>> START ENTRIES SUPPLIED
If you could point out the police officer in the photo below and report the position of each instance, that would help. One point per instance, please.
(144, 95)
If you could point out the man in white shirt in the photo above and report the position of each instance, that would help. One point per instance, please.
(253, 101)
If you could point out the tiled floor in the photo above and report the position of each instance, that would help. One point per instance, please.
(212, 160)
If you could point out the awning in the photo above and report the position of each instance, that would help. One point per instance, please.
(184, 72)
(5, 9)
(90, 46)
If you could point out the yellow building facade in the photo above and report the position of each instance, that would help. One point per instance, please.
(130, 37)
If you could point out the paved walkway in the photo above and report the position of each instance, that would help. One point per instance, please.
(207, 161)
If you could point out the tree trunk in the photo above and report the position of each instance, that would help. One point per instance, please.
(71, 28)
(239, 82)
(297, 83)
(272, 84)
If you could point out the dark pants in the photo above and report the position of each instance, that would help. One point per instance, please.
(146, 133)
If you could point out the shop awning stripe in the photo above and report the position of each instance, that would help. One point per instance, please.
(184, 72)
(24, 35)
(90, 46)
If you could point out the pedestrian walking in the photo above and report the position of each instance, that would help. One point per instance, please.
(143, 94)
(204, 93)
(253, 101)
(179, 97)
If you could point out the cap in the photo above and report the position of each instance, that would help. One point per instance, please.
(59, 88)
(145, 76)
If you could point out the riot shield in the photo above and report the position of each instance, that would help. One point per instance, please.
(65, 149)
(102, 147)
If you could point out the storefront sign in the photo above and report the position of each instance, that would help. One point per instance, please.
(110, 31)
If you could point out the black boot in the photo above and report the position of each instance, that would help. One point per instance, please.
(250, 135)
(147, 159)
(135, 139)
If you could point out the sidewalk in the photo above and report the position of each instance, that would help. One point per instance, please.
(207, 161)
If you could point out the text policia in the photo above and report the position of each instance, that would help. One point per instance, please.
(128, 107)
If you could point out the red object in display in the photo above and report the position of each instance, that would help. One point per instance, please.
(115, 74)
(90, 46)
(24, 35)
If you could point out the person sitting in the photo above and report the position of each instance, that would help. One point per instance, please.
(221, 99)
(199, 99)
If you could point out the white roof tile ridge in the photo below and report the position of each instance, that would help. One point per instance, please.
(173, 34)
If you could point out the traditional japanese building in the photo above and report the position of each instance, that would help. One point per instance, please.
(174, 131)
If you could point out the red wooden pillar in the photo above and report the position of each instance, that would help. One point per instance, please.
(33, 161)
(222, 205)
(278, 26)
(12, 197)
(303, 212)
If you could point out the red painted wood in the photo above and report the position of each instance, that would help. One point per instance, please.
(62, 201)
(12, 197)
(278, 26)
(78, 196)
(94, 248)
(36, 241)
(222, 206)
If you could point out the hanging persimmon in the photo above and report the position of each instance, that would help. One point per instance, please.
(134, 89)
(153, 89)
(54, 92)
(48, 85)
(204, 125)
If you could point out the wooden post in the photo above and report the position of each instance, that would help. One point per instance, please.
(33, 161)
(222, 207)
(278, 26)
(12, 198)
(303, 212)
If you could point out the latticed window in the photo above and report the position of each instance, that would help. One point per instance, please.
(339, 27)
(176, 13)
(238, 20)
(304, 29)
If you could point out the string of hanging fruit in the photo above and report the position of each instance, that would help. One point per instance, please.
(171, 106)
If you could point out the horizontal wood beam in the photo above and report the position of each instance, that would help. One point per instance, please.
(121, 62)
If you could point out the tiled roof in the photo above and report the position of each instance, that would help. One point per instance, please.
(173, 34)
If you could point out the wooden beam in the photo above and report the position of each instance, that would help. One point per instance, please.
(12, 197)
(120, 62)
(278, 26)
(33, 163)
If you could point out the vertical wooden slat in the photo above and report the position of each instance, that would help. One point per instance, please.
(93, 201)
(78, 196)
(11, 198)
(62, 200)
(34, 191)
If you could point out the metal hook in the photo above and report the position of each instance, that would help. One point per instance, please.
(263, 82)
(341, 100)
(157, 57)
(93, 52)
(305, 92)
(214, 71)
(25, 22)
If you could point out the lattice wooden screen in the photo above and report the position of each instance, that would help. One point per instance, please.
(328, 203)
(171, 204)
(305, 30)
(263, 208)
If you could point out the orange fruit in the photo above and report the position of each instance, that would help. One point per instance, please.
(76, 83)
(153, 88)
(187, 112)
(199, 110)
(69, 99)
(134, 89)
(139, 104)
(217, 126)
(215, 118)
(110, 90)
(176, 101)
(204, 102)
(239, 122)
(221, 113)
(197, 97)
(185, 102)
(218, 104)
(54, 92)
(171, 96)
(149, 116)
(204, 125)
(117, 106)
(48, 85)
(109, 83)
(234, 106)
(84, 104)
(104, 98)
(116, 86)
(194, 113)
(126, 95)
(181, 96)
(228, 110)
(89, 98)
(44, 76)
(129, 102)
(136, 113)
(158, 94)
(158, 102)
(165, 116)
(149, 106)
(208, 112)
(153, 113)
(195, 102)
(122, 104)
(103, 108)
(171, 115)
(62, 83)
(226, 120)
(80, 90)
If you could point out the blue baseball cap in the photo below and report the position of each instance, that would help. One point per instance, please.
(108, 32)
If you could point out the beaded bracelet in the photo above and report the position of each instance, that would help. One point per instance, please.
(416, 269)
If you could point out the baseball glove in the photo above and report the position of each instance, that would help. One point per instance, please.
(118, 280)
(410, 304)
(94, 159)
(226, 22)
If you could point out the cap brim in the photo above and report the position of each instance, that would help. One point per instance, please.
>> END ENTRIES SUPPLIED
> [STATED EXERCISE]: Could you copy every row above word for word, changing nothing?

> [ANSWER FOR THE TASK]:
If you could point out the police officer in the photo below and report the position of each instance, that would help. One point per instance, please.
(144, 95)
If you could point out the man in white shirt in the photo above and report the position of each instance, that would help. One point per instance, please.
(253, 101)
If you could point out the tiled floor in the photo above and report the position of each instance, that would help. One point per instance, please.
(212, 160)
If you could point out the awning in the photo above and report the position of each instance, that would help. One point per instance, please.
(184, 72)
(5, 9)
(90, 46)
If you could point out the yellow building facade in the photo above and report the position of each instance, that would help. One point per instance, please.
(130, 37)
If you could point out the paved walkway in the photo above and report the position of each instance, that would help. One point per instance, please.
(207, 161)
If you could point out the tree trunk in the photo above and report the position of each instance, that would help. One point per instance, please.
(71, 28)
(239, 82)
(297, 83)
(272, 84)
If you could point out the dark pants in the photo above and report the position of each instance, that would help. One point per instance, please.
(146, 133)
If you could point out the shop awning stripe in the photo above and report the position of each instance, that would help. One point per instance, please.
(184, 72)
(24, 35)
(90, 46)
If you could point out the pedestrian walking in the photo above and report the position of each instance, that would help. One point per instance, please.
(143, 94)
(204, 93)
(253, 101)
(179, 97)
If you could point out the cap in the photo above and report the position of each instance, that would help. One point per instance, please.
(59, 88)
(145, 76)
If you could point out the riot shield in the photo above and report the position of each instance, that would help. One point per instance, please.
(65, 149)
(102, 147)
If you could point out the storefront sign in the photo above and report the position of each instance, that would help. One point per instance, please.
(110, 31)
If you could point out the black boot in the photo above and report the position of each instance, that would help. One point per instance, please.
(250, 135)
(147, 159)
(135, 139)
If you could point out the sidewalk in the photo above and report the position of each instance, that would help. One point per instance, please.
(207, 161)
If you could point out the text policia in the photo above and report the position of each instance, that would help. One point per instance, please.
(128, 107)
If you could point out the red object in display in the photo above and report the position of each instance, that would help. One point per instance, please.
(115, 74)
(90, 46)
(24, 35)
If you could point out the person sitting in the photo above and report the position of each instance, that would help. One point per instance, please.
(221, 99)
(199, 99)
If you could point out the white roof tile ridge in the photo below and report the position of each instance, that would help. One point per instance, please.
(173, 34)
If you could point out the traditional japanese building in the photo above and report the position of each instance, that would help. One point per instance, please.
(174, 131)
If you could point out the red wooden pillar in the photo above and report the position of each instance, that would help. One point per instance, please.
(33, 161)
(222, 205)
(278, 26)
(12, 197)
(303, 212)
If you could point out the red painted wood in the photo above and report the position of each instance, that would help. One point per instance, please.
(62, 201)
(12, 197)
(278, 26)
(78, 196)
(94, 248)
(36, 241)
(222, 206)
If you could point out the hanging persimmon in the photo above and report the position of each instance, that would help. One point per instance, please.
(134, 89)
(153, 89)
(54, 92)
(48, 85)
(204, 125)
If you could point out the wooden post in the photo above and report the position of each instance, that would help. One point per instance, please.
(33, 161)
(222, 207)
(278, 26)
(12, 198)
(303, 212)
If you could point out the latticed window in the photo above and report the position of each instance, that would help. One point per instance, please.
(339, 27)
(176, 13)
(238, 20)
(304, 29)
If you could point out the string of hanging fruit in the photo above and report the position of each instance, that would help. One point per instance, please.
(171, 106)
If you could point out the horizontal wood beam in the photo above and report the position of each instance, that would help. One point per instance, please.
(121, 62)
If you could point out the tiled roof in the photo above and report the position of each instance, that would help. One point per instance, please.
(173, 34)
If you could point out the wooden beam in the photo above and report the position of each instance, that would help. One point per instance, please.
(12, 197)
(120, 62)
(278, 26)
(33, 163)
If you could point out the vertical wooden slat in the photo above and report the position of each instance, that would help. One point per instance, please.
(93, 201)
(78, 196)
(11, 198)
(62, 200)
(34, 191)
If you could point out the metal hook in the photo above and report the position of each instance, that would help. One point per instance, please.
(263, 82)
(341, 100)
(157, 57)
(93, 52)
(305, 92)
(214, 71)
(25, 22)
If you could point out the lattice wooden screen in the photo above and report the position of each instance, that would help. One point per instance, please.
(328, 203)
(171, 204)
(305, 30)
(263, 208)
If you could point out the orange fruit in the photo above and report the position of each instance, that would help. One point per instance, please.
(76, 83)
(153, 88)
(187, 112)
(199, 110)
(69, 99)
(134, 89)
(139, 104)
(217, 126)
(215, 118)
(110, 90)
(176, 101)
(204, 102)
(239, 122)
(221, 113)
(197, 97)
(185, 102)
(218, 104)
(54, 92)
(171, 96)
(149, 116)
(204, 125)
(117, 106)
(48, 85)
(109, 83)
(234, 106)
(84, 104)
(104, 98)
(116, 86)
(194, 113)
(126, 95)
(181, 96)
(228, 110)
(89, 98)
(44, 76)
(129, 102)
(136, 113)
(158, 94)
(158, 102)
(165, 116)
(149, 106)
(208, 112)
(153, 113)
(195, 102)
(122, 104)
(103, 108)
(171, 115)
(62, 83)
(226, 120)
(80, 90)
If you could point out the blue baseball cap in the photo below and report the position of each instance, that would help. One point per instance, please.
(108, 32)
If you could point out the beaded bracelet in the photo above and report the position of each instance, that would help. One point per instance, please.
(416, 269)
If you could point out the baseball glove in the photo above and report the position of each instance, that would help. One point per instance, please.
(118, 280)
(410, 304)
(94, 159)
(226, 22)
If you could point out the cap brim in the photo above and report the position of each instance, that would help. One point per instance, please.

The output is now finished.